Retype each line exactly. Skip images.

-- start --

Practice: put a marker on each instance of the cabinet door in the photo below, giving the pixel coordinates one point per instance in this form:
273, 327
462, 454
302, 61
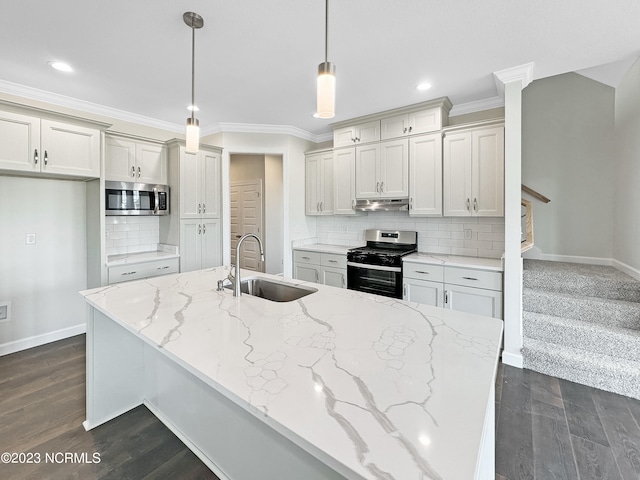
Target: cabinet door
457, 174
211, 250
422, 291
326, 184
344, 181
120, 161
306, 272
190, 245
70, 149
394, 168
312, 185
335, 277
394, 127
210, 183
151, 164
488, 172
367, 167
19, 142
425, 175
190, 185
473, 300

-- end --

EXPECTED ANSWER ▸
Practice: put a marker on each instance of the cabinet door in the photo below, giving the pixel coordinates one point per instance in this form:
273, 327
462, 454
302, 61
Target: cabinet door
457, 174
211, 250
422, 291
326, 184
344, 181
120, 161
306, 272
190, 245
70, 149
394, 168
312, 185
335, 277
394, 127
210, 183
151, 164
488, 172
367, 167
19, 142
425, 175
190, 185
473, 300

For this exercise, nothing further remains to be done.